Exercise: Your output should be the whole listing, identical to the original.
☆ ☆ ☆ ☆ ☆ ☆ ☆
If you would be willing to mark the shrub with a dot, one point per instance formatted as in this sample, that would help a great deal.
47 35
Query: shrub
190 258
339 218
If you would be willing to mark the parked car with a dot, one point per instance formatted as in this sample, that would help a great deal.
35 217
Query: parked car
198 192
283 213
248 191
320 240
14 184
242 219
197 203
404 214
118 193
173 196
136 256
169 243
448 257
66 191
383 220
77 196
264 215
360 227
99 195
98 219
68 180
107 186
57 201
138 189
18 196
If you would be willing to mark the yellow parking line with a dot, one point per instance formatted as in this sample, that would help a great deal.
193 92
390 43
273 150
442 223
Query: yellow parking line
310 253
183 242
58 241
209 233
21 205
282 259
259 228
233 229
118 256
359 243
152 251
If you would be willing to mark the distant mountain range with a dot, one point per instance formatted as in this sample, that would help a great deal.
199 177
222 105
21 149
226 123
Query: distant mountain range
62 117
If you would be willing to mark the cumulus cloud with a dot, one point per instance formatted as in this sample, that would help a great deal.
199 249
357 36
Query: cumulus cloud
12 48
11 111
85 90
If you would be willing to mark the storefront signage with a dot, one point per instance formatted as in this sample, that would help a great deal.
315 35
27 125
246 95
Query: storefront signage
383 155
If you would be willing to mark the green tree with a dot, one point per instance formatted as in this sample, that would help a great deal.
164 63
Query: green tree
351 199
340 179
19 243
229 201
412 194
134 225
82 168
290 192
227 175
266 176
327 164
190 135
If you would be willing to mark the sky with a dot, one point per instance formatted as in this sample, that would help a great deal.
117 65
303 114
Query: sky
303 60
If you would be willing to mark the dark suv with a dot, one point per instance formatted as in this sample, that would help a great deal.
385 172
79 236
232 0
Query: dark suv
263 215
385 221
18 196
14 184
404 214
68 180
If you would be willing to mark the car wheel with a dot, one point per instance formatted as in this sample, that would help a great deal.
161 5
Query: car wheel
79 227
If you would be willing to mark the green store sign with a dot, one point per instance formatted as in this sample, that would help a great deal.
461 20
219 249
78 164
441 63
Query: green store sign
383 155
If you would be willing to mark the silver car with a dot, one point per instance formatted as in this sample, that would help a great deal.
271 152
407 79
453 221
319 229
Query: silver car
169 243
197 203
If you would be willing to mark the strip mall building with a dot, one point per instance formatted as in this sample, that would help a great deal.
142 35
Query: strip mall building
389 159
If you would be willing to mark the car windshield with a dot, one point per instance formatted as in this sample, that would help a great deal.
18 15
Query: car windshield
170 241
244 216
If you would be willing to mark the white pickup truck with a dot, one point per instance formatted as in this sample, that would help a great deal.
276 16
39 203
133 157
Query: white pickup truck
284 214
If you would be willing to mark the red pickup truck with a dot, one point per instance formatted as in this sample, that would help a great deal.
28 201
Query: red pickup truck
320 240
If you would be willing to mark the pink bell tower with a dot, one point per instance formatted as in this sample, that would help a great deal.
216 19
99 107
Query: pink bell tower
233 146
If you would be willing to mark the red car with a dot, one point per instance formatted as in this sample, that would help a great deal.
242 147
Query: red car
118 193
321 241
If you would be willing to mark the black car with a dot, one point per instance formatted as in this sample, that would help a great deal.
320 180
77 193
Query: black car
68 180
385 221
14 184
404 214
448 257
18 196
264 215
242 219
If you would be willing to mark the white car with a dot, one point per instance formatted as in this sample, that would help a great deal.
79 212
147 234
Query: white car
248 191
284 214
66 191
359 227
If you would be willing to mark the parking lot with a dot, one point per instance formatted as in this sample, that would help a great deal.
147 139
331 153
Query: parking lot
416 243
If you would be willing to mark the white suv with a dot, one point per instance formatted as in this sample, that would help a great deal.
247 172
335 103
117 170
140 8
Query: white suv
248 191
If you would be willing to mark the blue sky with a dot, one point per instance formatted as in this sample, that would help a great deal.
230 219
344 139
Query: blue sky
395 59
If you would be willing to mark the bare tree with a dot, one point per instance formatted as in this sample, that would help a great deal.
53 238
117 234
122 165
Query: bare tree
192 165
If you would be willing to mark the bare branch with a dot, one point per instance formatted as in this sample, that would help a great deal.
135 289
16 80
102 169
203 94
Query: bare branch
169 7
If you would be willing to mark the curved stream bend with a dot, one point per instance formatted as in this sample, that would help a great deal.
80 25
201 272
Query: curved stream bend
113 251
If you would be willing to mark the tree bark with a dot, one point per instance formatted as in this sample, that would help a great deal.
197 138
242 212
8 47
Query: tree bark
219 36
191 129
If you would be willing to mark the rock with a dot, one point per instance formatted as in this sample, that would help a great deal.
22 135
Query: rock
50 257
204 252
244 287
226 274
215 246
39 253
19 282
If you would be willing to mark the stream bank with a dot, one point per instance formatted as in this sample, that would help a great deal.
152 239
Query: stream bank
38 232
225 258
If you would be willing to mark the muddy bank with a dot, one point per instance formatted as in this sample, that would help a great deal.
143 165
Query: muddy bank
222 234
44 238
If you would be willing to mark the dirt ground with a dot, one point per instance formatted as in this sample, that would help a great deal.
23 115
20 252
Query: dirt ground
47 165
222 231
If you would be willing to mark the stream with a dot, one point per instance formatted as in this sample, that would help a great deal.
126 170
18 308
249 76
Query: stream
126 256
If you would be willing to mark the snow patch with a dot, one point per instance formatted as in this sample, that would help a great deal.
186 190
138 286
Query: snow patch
☆ ☆ ☆ ☆ ☆ ☆ ☆
Response box:
If you would be willing to mark the shrub with a dot, one point per instance formatted as in this sample, that would help a great deal.
47 35
Query: shrub
190 258
339 218
If you would be willing to mark the parked car with a dot, one point per instance formatted as in this sample, that would help a great deal.
35 217
Query: parked car
198 192
283 213
248 191
320 240
14 184
242 219
197 203
404 214
118 193
173 196
136 256
169 243
448 257
66 191
383 220
77 196
264 215
360 227
99 195
98 219
68 180
107 186
57 201
138 189
18 196
If you would be willing to mark the yellow parking line with a dot, one point per instance formatted as in this sample, that would help a great deal.
193 92
390 43
273 150
442 223
Query: yellow parking line
310 253
183 242
58 241
209 233
21 205
282 259
259 228
233 229
118 256
359 243
152 251
If you would be willing to mark the distant mountain range with a dot, one point per instance formatted as in this sample, that would help a great deal.
199 177
222 105
21 149
226 123
Query: distant mountain range
62 117
If you would be willing to mark the cumulus cloud with a dot, one point per instance formatted as in this sample, that would help a great deal.
199 249
357 36
Query: cumulus cloud
12 48
11 111
85 90
If you would be willing to mark the storefront signage with a dot, one point per instance formatted as in this sample, that would help a great deal.
315 35
27 125
246 95
Query: storefront signage
383 155
If you would be willing to mark the green tree with a dot, one point per instance formatted as in this sample, that would help a great deal.
164 63
Query: green tree
351 199
340 179
19 243
229 201
412 194
134 225
82 168
290 192
227 175
266 176
327 164
190 135
If you would be willing to mark the sky with a dot, one point per instance formatted as in this sample, that would help a great deal.
117 65
303 114
Query: sky
303 60
If you would be willing to mark the dark suv with a dot, one point per instance formatted as in this sample, that would help a great deal.
385 172
79 236
232 0
Query: dark suv
263 215
385 221
18 196
14 184
404 214
68 180
If you would be willing to mark the car wheel with a dot, one point per instance formatted as in this sample, that would help a great deal.
161 5
Query: car wheel
79 227
If you would be willing to mark the green store sign with a dot, one point per instance formatted as in this sample, that would help a great deal.
461 20
219 249
78 164
441 63
Query: green store sign
383 155
If you would be willing to mark the silver car with a dot, one point per instance formatted as in this sample, that would help a great deal.
271 152
407 79
453 221
319 229
Query: silver car
169 243
197 203
If you would be willing to mark the strip mall building with a dot, one point per instance formatted as in this sample, that would help a great deal.
142 35
Query: strip mall building
389 159
If you would be willing to mark the car windshield with a dot, one point per instance formatted as in this sample, that would help a great deal.
18 15
Query: car windshield
170 241
244 216
If you would be willing to mark the white pickup truck with a dot, one point per instance formatted as in this sample, that would help a great deal.
276 16
39 203
133 157
Query: white pickup truck
284 214
If you would be willing to mark the red pickup truck with a dot, one point per instance formatted as in this sample, that would help a great deal.
28 201
Query: red pickup truck
320 240
If you would be willing to mark the pink bell tower with a dot, one point per instance formatted as in this sample, that would help a great deal.
216 19
99 107
Query: pink bell tower
233 146
If you would be willing to mark the red car with a dot, one point per instance formatted as in this sample, that would help a great deal.
242 147
Query: red car
118 193
321 241
If you would be willing to mark the black car with a dot, one point per instance formatted as in this sample, that would help a great deal.
320 180
77 193
Query: black car
68 180
385 221
14 184
404 214
448 257
18 196
264 215
242 219
If you would be willing to mark the white car with a dot, one point per instance formatted as in this sample, that would help a great deal.
79 212
147 234
Query: white car
248 191
284 214
66 191
359 227
If you would be willing to mark the parking lot with a dot, one point per instance formatted as in this sample, that would help a great deal.
147 139
331 153
Query: parking lot
416 243
If you would be willing to mark the white suv with a dot, one point per instance formatted as in this sample, that would help a great deal.
247 172
335 103
117 170
140 8
Query: white suv
248 191
If you would be willing to mark the blue sky with a dot, one point per instance formatted as in this sample, that would help a great deal.
230 219
344 139
Query: blue sky
395 59
If you would be willing to mark the bare tree with a dot, one point per instance formatted as in this sample, that would help a great deal.
53 238
117 234
122 165
Query: bare tree
192 165
If you would be willing to mark the bare branch with a dot, one point per instance formatted as in this sample, that would help a great deal.
135 289
16 80
102 169
203 94
Query: bare branch
169 7
If you would be willing to mark the curved stream bend with a dot, one point per instance formatted as in this sample, that would help a great deal.
80 25
201 272
Query: curved stream bend
113 251
If you would be willing to mark the tree bark with a dot, one point per instance formatted as in this sample, that would help a great deal.
197 138
242 212
8 47
Query: tree bark
219 36
191 129
If you would be willing to mark the rock with a dot, one point per instance formatted as in this sample, that would help a great deal.
22 135
Query: rock
50 257
204 252
244 287
226 274
215 246
39 253
19 282
If you would be willing to mark the stream bank with a dot, one point per instance formatted as in this sample, that would help a great deal.
152 239
Query: stream bank
38 232
225 258
If you would be willing to mark the muddy bank with a dot, one point per instance formatted as in this sample, that would help a great deal.
143 165
Query: muddy bank
222 234
44 238
If you would be willing to mark the dirt ground with a dot, one point per instance formatted as in this sample, that would help a great deal.
23 115
20 252
Query: dirt ground
47 165
222 231
If you would be willing to mark the stream with a dot, one point per instance formatted as in this sample, that would help a great deal.
126 170
18 308
249 76
Query: stream
126 256
If you would be willing to mark the snow patch with a dot, one point per instance formatted as in this sample, that would help a great deal.
186 190
138 286
Query: snow patch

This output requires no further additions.